[Dataset records]
────────────────────
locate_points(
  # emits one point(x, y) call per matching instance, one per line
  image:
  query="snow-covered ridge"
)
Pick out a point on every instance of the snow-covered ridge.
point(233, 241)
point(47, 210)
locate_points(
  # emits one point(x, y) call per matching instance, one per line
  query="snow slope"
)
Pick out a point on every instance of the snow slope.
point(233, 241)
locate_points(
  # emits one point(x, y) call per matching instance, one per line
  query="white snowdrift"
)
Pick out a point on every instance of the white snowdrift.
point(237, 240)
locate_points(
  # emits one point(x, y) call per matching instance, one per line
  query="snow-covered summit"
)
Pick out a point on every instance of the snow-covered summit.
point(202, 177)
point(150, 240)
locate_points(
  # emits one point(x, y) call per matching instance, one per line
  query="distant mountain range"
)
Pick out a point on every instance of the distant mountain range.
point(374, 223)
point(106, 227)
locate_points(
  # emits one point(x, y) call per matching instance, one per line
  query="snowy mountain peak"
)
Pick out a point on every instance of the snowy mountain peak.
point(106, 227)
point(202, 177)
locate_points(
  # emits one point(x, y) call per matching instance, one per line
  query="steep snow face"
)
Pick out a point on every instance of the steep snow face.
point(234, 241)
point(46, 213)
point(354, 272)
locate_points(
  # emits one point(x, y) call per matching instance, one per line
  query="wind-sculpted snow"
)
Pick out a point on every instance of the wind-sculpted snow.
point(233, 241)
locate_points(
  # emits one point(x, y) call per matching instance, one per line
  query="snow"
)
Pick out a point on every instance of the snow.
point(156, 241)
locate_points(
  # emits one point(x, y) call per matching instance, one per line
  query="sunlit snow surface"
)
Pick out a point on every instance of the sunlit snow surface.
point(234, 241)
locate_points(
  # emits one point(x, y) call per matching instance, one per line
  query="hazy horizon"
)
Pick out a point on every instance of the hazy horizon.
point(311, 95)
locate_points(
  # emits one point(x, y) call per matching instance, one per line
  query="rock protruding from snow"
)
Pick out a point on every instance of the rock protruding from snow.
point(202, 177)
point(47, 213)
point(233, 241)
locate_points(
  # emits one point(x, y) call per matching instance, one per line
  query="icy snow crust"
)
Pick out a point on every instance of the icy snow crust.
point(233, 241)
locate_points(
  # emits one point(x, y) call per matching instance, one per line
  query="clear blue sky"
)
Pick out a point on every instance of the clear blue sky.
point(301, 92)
────────────────────
- [Problem details]:
Reproduce every line of the material, starting with its first line and going on through the line containing "point(47, 210)", and shift each point coordinate in the answers up by 77.

- [Output]:
locate_points(
  # emits one point(x, y) call per matching instance, one per line
  image:
  query="snow-covered ridge"
)
Pick out a point on every instance of the snow-covered ridge.
point(310, 318)
point(124, 287)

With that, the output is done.